Nasza Loteria SR - pasek na kartach artykułów

Jacek Kurant. Tańczący z kukłami

Dariusz Nawrocki [email protected]
Lalki tańczą na plecach Jacka Kuranta
Lalki tańczą na plecach Jacka Kuranta fot. Dariusz Nawrocki
Rzeźbi piłą łańcuchową i tradycyjnym dłutem. Śpiewa na weselach i w chórze. Jest ósmym płytkarzem mistrzostw Polski. Najbardziej jednak znany jest z tańca z kukłami. Cały kraj się o nim dowiedział podczas programu telewizyjnego "Mam talent".

Kukły są dwie, on i ona złączeni w tanecznym uścisku. Elegancko ubrane. On w garnitur, ona w suknię balową. Wirują w rytm muzyki, wymachują nogami, klęczą, podskakują. On wspaniale prowadzi, ona idealnie się do niego dopasowuje.

Widzowie reagują różnie. Jedni się śmieją. Inni obserwują ze zdziwieniem. Wszyscy jednak pękają ze śmiechu, gdy spod sukni wyłania się głowa Jacka Kuranta, jedynego, jak się okazuje, sprawcy całego zamieszania. Na plecach ma kukły ważące 20 kilogramów. Tańczy na czworakach. Jego nogi są nogami tancerza, a ręce - nogami tancerki. To cała tajemnica.

Smutki małego Jacusia
Jacek Kurant mieszka w Mogilnie. Ma 45 lat. Z zawodu jest stolarzem. Bozia dała mu jednak całą paletę talentów. - Gdybym rósł tak, jak wszystkie inne dzieci, najprawdopodobniej nie odkryłbym ich w sobie - wspomina. Będąc w ósmej klasie podstawówki występował z czwartoklasistami w teatrzyku. Był tak niski, że nikt się nie skapnął, iż jest o cztery lata starszy od swych kolegów. O dwa miesiące młodszy od niego kuzyn podrywał już na dyskotece dziewczyny. Z małym Jacusiem nikt nie chciał jednak tańczyć. Na koniec zawodówki miał zaledwie 153 centymetry wzrostu.
Wybudował szopkę, miejsce tylko dla siebie. Zamykał się i rzeźbił, zaczął grać na gitarze i akordeonie.

- DANE:
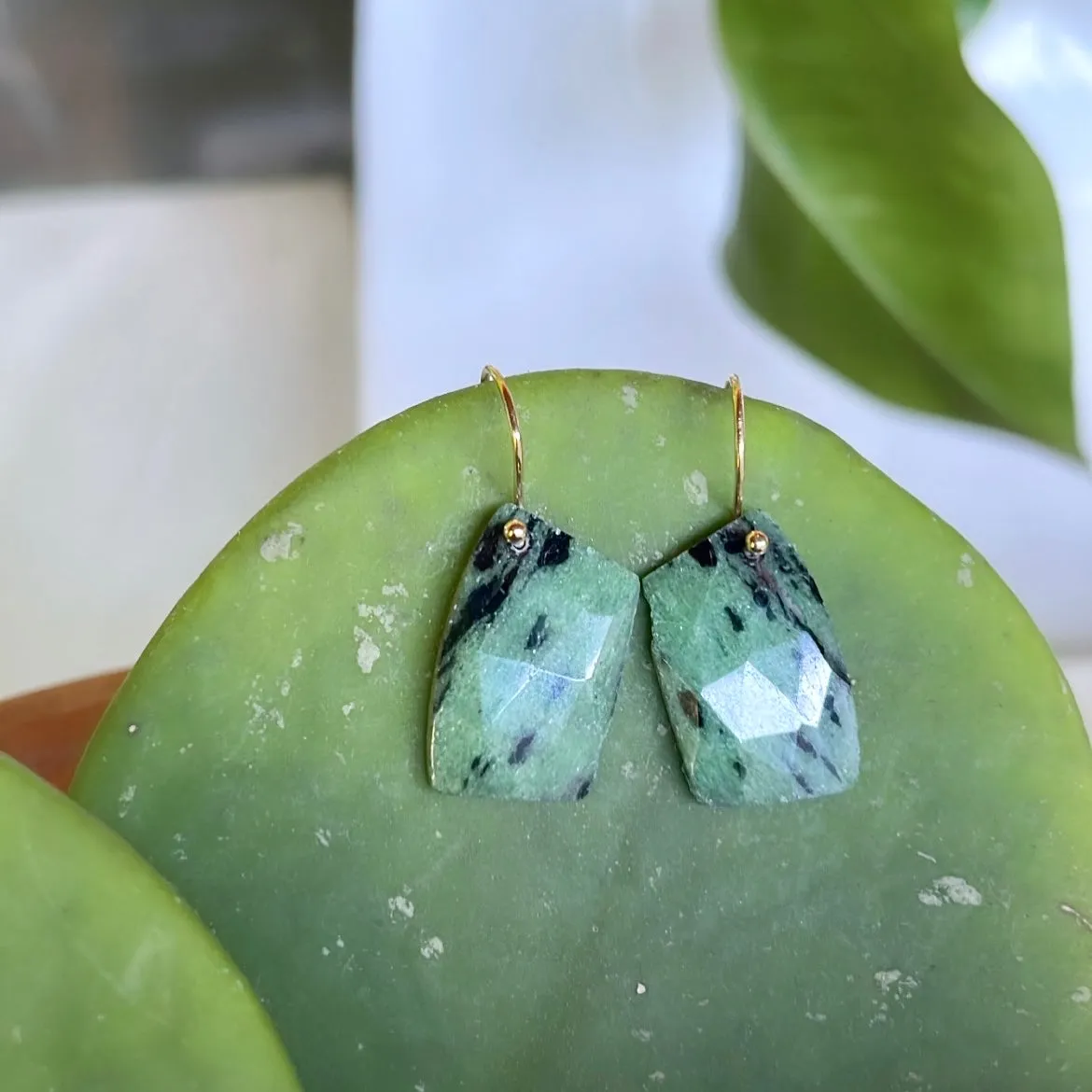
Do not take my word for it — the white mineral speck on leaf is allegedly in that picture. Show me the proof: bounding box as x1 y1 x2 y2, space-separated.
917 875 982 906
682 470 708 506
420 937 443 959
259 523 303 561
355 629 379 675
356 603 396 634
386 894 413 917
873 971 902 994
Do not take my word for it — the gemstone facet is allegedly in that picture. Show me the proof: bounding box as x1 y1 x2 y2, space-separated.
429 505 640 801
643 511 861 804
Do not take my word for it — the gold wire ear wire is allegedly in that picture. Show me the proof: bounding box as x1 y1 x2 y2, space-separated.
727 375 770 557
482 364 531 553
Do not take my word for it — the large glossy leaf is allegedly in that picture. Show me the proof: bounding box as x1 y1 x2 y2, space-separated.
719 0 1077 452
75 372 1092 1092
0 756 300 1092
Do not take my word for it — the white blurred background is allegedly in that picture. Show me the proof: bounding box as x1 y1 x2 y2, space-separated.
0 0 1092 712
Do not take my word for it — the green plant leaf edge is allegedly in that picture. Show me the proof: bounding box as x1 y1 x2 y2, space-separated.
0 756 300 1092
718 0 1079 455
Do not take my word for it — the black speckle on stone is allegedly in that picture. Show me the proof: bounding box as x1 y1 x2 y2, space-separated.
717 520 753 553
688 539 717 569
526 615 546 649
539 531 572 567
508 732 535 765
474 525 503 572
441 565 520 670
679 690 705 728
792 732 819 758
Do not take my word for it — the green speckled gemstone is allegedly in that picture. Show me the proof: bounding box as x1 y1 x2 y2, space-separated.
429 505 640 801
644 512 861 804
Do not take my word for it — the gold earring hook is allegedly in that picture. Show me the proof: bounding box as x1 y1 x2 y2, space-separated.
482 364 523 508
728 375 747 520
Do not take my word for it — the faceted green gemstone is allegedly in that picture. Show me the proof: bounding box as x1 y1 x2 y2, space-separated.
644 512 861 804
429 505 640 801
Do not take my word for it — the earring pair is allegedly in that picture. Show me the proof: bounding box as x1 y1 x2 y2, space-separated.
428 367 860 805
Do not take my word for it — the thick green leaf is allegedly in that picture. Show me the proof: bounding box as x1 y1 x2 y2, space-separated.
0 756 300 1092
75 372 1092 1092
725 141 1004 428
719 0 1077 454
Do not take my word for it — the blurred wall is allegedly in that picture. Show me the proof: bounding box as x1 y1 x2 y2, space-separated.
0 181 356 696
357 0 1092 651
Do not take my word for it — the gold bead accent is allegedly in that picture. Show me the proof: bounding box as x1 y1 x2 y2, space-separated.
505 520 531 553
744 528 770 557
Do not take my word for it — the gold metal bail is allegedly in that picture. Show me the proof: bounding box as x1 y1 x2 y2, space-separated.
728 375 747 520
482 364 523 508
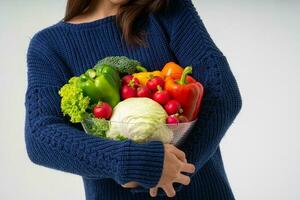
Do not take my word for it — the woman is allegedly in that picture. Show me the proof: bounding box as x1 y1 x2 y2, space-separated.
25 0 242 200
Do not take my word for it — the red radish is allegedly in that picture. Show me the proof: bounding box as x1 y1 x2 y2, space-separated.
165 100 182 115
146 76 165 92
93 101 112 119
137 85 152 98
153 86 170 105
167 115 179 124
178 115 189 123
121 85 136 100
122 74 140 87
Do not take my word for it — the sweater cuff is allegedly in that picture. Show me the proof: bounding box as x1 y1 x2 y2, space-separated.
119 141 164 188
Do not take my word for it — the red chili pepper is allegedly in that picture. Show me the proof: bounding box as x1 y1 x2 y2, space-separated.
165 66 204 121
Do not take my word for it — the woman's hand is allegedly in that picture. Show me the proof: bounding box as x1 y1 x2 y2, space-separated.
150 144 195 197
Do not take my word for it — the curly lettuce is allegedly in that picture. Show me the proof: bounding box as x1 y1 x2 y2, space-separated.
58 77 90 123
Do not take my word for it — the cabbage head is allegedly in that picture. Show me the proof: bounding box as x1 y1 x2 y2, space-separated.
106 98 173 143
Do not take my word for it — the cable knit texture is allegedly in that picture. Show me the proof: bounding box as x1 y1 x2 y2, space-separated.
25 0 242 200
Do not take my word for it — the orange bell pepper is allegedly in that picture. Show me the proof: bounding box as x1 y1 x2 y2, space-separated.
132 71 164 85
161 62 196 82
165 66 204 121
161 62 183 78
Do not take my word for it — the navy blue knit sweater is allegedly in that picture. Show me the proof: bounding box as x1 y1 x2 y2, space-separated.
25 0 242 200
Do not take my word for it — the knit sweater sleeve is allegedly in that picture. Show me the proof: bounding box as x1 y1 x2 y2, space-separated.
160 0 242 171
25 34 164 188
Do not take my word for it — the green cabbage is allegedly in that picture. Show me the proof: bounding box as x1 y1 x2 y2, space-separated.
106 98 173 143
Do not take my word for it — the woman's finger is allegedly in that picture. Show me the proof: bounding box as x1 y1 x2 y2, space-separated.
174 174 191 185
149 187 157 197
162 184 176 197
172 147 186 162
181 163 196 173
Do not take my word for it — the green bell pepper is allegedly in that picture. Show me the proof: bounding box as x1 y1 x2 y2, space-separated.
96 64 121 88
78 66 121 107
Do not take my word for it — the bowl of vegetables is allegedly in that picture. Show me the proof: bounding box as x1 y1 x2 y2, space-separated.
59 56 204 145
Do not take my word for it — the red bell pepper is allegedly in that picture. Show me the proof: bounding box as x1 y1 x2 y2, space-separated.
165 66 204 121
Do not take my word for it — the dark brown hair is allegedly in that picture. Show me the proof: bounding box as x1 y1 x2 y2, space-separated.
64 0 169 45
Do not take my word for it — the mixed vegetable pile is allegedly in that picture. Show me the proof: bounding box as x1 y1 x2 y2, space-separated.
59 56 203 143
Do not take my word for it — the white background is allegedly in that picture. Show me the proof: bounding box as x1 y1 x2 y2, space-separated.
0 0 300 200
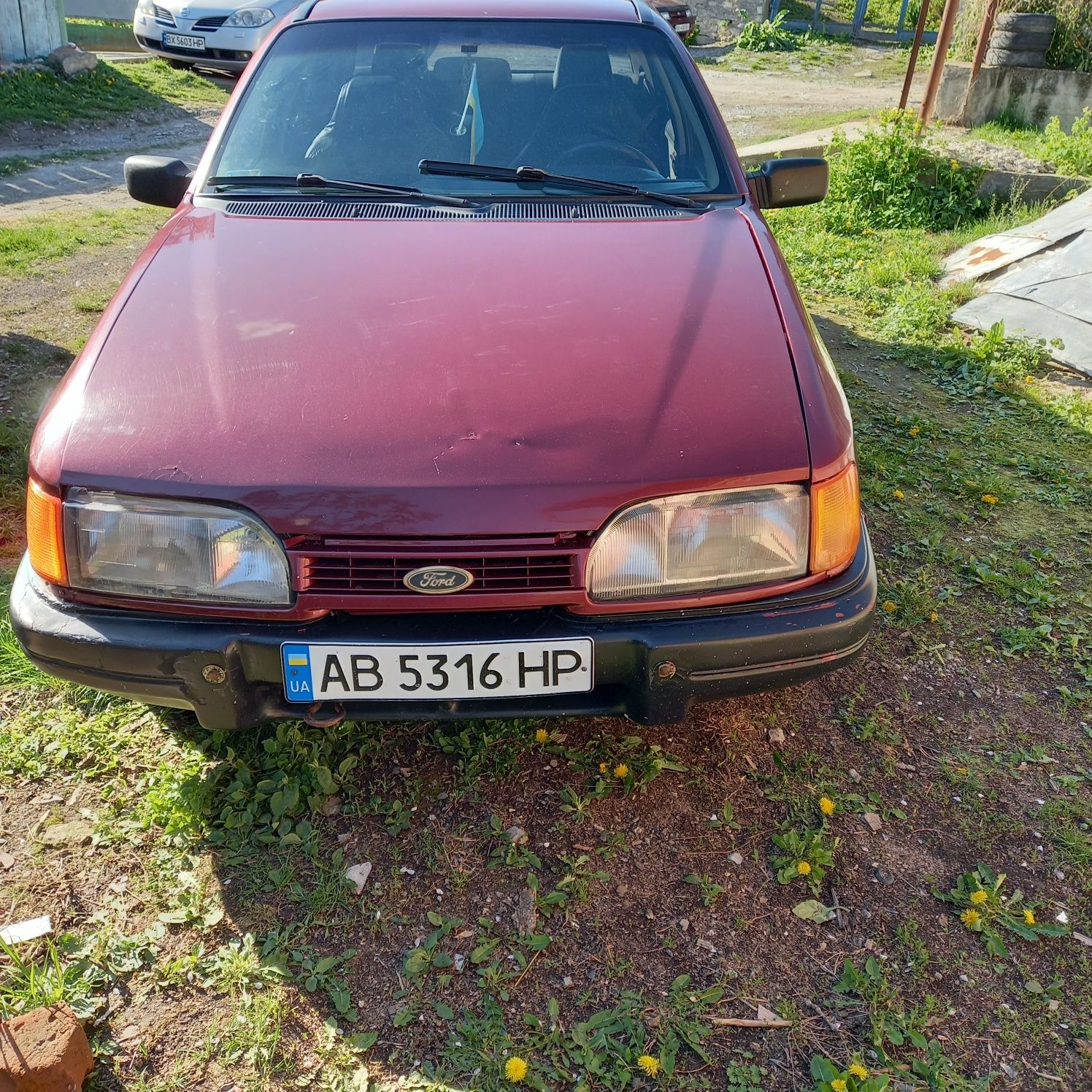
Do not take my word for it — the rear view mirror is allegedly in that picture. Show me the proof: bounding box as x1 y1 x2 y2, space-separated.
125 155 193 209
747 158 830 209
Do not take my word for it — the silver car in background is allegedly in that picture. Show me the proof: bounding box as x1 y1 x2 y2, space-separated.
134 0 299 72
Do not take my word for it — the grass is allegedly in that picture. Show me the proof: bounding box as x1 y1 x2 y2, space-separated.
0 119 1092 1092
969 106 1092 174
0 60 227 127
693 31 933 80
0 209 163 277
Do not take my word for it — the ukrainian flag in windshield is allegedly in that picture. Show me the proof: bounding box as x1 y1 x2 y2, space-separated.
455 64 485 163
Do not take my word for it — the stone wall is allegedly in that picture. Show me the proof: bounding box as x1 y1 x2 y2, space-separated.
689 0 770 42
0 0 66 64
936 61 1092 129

- DO ZROBIENIA:
- a) W wierszach od tego z „Do not take my word for it — the mixed” do końca wierszy zamień „stone wall” na „brick wall” i przepisz je, nie ruszając niczego innego i pomijając obrazki.
- b) Pociągnij dalej tekst o Jacku Kurancie od miejsca, w którym się kończy.
Tekst i wiersze pochodzą z różnych źródeł.

- ODPOWIEDZI:
- a)
Do not take my word for it — the mixed vegetable pile is allegedly in that picture. Show me the proof: bounding box as x1 y1 x2 y2, space-separated.
59 56 203 143
Do not take my word for it — the white background is allegedly in that picture. Show me the proof: bounding box as x1 y1 x2 y2, space-separated.
0 0 300 200
Do not take my word for it — the rear view mirror is allegedly in that picture. Show me the proof: bounding box as x1 y1 x2 y2, space-separated.
125 155 193 209
747 158 830 209
Do not take my word for it — the silver car in background is allegedly in that picture. Show me the proof: bounding box as x1 y1 x2 y2, space-separated.
134 0 299 72
Do not take my word for it — the grass is allegedly in that picture. Show me the proof: bounding box as x1 y1 x2 y2, space-separated.
0 119 1092 1092
969 106 1092 174
0 60 227 127
693 31 933 80
0 209 163 277
Do not take my word for it — the ukrainian flag in windshield is allegedly in that picture. Show me the proof: bounding box as x1 y1 x2 y2, space-separated.
455 64 485 163
Do not take my word for it — the brick wall is allegedly in that picture. Show me the proof: bounding box as x1 y1 x2 y2, space-separated.
689 0 770 42
0 0 66 64
936 61 1092 129

- b)
Wyrósł w wojsku. Wrócił do domu wyższy o prawie 20 centymetrów. Przestał wreszcie być Jacusiem. Został panem Jackiem. Zaczął pielęgnować talenty.. Jego rzeźby znajdowały nabywców na jarmarkach, trafiały na wystawy. Nie każdy potrafi stworzyć coś z bryły drewna przy pomocy piły łańcuchowej. A on ma do tego dryg.
Ma nadzwyczaj sprawne ręce. Buduje kominiki, kładzie płytki. Zajął ósme miejsce na Glazurniczych Mistrzostwach Polski. Z piaskowca, płytek ceramicznych i szkła witrażowego stworzył "Człowieka witruwiańskiego" Leonardo da Vinci.

Szybko zorientował się, że ludzie chętnie słuchają, gdy gra na instrumentach. Do dziś bawił już gości na ponad 500 weselach.

Znajomi pękali ze śmiechu
Taniec z kukłami zobaczył 22 lata temu w cyrku. - Koleżanka podpuszczała mnie. Powiedziała, że wiele rzeczy potrafię zrobić, ale tego to mi się nie uda - opowiada.

Założył się i wygrał szampana. Pierwsze kukły zrobił z dwóch drewnianych krzyży przybitych do deski. Na krzyże nałożył koszule i wypchał je słomą. Problem miał ze sztucznymi twarzami dla kukieł. Owinął więc bratu głowę bandażem, urobił mąki żytniej i kawałki papieru toaletowego ponaklejał mu na twarz. - Z nosa szły mu wielkie balony, bo zapomniałem zrobić mu dziurki do oddychania. O mało co bym brata udusił. Po wysuszeniu uzyskałem maskę.

Sąsiedzi i znajomi pękali ze śmiechu, gdy tylko zakładał kukły na siebie. Zaczął się więc ruszać, potem tańczyć. - Grałem już wtedy na weselach, więc pomyślałem, że dobrze byłoby to pokazać podczas zabawy.

Jego występy stały się na tyle słynne w regionie, że zaczął być zapraszany na bankiety, spotkania VIP-ów, rocznice firm, zabawy. - W Bydgoszczy to chyba nie ma już lokalu, w którym bym nie tańczył - wyznaje z dumą.

Od anegdot nie uciekniesz
Podczas ponad dwudziestoletniej kariery tanecznej spotkało go wiele śmiesznych historii. Wiele z nich bierze się z tego, że gdy ma kukły na sobie, nie widzi, co się dzieje wokół niego. Dlatego zawsze ktoś musi go poprowadzić na scenę lub widownię. I właśnie na takiego pomocnika czekał raz pod trybunami bydgoskiej "Łuczniczki", oczywiście z lalkami na plecach. Przysłany przez organizatorów niezorientowany mężczyzna zajrzał za kotarę i zobaczywszy elegancko ubraną parę zapytał: - Przepraszam, czy to państwo Kurant?

- Tak - odpowiedział z trudem tłumiąc śmiech pan Jacek.

- To państwo pójdą za nami.

Wiele osób jest przekonanych o tym, że pod kukłami są dwie osoby. Pan Jacek przywykł już do pytań typu: - Ty to byłeś tym facetem, a ona gdzie jest?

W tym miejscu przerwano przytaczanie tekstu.